EXTRACTED TEXT:
<<<<
Having dealt with hazards in food during a lifetime, it is always nice to be able to look at the benefit side. We all need good news stories. However, even good news stories can be deceptive. There is much fuss made over what is called superfoods, while the overall diet is more important. And scientists test individual food components in isolation reporting highly beneficial effects in unrealistic animal experiments that have no relevance to real life. Resveratrol that can be found in red wine is supposed to be heart protective, but will require daily consumption of many bottles of wine to reach an effective dose.
But dark chocolate seems to be the real thing with normal consumption amounts sufficient to be beneficial to health.
Not all chocolates are the same
Chocolate is made from cocoa solids (cacao), mixed with fat (cocoa butter) and finely powdered sugar to produce a solid confectionery. There are several types of chocolate, dark, milk and white, classified according to the proportion of cocoa solids used in a particular formulation.
Dark chocolate, also known as “bittersweet” or “semisweet” chocolate, contains little or no added sugar, but plenty of antioxidant flavonoids that contribute to the dark colour. More flavonoids means darker chocolate.
Dark chocolate has already been hailed for its positive effects on cardiovascular health and can help lower blood pressure.
Milk chocolate is not a good antioxidant source as milk binds to antioxidants in chocolate making them unavailable.
White chocolate contains no cocoa solids at all and therefore is not a good source of antioxidants.
Let’s look at the details
It is widely known that dietary nitrate leads to the substantial elevation of circulating nitrite, which is subsequently converted into bioactive nitric oxide. Bioactive nitric oxide relaxes blood vessels, increases glucose uptake and regulate muscular contraction. Dietary supplementation with nitrate rich beetroot juice has become increasingly popular in athletes and has consistently been shown to reduce oxygen demands during submaximal exercise allowing athletes to go further for longer.
Dark chocolate works a little differently. Cocoa beans contain a substance called epicatechin, a flavanol that releases vasoactive components from the endothelial cells in blood vessels increasing the bioavailability of nitric oxide. The increased bioavailability and activity of nitric oxide dilate blood vessels and increases blood flow, resulting in a reduction of blood pressure. Previous research have shown that as little as 6g per day can reduce mild hypertension, while around 40g per day can increase blood flow also in healthy patients.
Providing an edge
The previous findings have now been confirmed in a study undertaken at London’s Kingston University The scientists found that the tasty treat could help give sports enthusiasts an extra edge in their fitness training. They used a group of nine amateur cyclists. After undergoing initial fitness tests to establish a baseline for comparison, the participants were split into two groups. The first group was asked to replace one of its normal daily snacks with 40g of a dark chocolate for a fortnight, while the other participants substituted 40g of white chocolate for one of their daily snacks as a control.
The effects of the athletes’ daily chocolate consumption were then measured in a series of cycling exercise tests. The cyclists’ heart rates and oxygen consumption levels were measured during moderate exercise and in time trials. After a seven-day interval, the groups then switched chocolate types and the two-week trial and subsequent exercise tests were repeated.
After eating dark chocolate, the riders used less oxygen when cycling at a moderate pace and also covered more distance in a two-minute flat-out time trial.
All good news.
Benefits confirmed by EFSA
And the beneficial effects have been confirmed by the European Food Safety Authority.
The Belgian chocolate manufacturer, Barry Callebaut, has exclusive use of an existing authorised claim stating that cocoa flavanols “help maintain the elasticity of blood vessels, which contributes to normal blood flow”. The authorised conditions of use require the product label to state that 200mg of cocoa flavanols are needed for the beneficial effect. The current claim can only be used for cocoa beverages with cocoa powder or for dark chocolate which provides at least a daily intake of 200mg of cocoa flavanols.
There has been concern that authorising claims on products such as chocolate could encourage over-consumption. However, the EFSA Opinion states that the amount required for the effect can be eaten within the context of a balanced diet.
So as long as you keep within your normal calorie intake level, feel no guilt when indulging in some dark chocolate.
>>>>
BRIEF: Transcribe the stretch of the article on dark chocolate from "All good news." through "a balanced diet.". The records that follow bear no relation to the article on dark chocolate.

DATA TO EXAMINE:
<<<<
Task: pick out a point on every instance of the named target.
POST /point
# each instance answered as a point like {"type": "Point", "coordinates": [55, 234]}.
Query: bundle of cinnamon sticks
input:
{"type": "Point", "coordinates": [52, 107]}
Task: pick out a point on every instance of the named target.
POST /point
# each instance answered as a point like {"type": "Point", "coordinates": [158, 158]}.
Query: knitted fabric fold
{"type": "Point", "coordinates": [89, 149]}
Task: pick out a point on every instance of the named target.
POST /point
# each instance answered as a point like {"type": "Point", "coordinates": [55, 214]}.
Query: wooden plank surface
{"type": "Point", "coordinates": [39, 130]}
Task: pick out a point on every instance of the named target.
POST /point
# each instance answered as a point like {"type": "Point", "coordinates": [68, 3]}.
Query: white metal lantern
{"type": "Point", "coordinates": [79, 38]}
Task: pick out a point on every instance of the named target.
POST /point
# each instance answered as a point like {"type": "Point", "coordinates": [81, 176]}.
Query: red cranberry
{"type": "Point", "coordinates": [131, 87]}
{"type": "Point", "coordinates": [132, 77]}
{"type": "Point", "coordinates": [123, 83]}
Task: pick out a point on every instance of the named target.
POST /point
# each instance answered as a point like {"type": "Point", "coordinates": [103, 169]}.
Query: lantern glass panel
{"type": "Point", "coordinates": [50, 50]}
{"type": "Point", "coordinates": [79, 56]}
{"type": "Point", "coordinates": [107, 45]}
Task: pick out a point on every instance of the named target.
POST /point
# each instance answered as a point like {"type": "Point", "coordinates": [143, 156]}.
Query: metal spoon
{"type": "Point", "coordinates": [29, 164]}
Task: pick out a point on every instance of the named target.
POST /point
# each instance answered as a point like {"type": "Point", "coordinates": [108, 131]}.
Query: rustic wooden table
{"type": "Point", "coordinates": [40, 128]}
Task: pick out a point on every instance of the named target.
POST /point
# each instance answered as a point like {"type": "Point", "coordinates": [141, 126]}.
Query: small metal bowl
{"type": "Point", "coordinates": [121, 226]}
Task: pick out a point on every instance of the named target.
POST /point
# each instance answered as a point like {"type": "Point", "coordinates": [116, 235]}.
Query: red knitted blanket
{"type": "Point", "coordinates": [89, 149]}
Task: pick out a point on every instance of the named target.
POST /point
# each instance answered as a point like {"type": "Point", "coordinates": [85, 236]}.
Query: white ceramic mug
>>>>
WORKED SOLUTION:
All good news.
Benefits confirmed by EFSA
And the beneficial effects have been confirmed by the European Food Safety Authority.
The Belgian chocolate manufacturer, Barry Callebaut, has exclusive use of an existing authorised claim stating that cocoa flavanols “help maintain the elasticity of blood vessels, which contributes to normal blood flow”. The authorised conditions of use require the product label to state that 200mg of cocoa flavanols are needed for the beneficial effect. The current claim can only be used for cocoa beverages with cocoa powder or for dark chocolate which provides at least a daily intake of 200mg of cocoa flavanols.
There has been concern that authorising claims on products such as chocolate could encourage over-consumption. However, the EFSA Opinion states that the amount required for the effect can be eaten within the context of a balanced diet.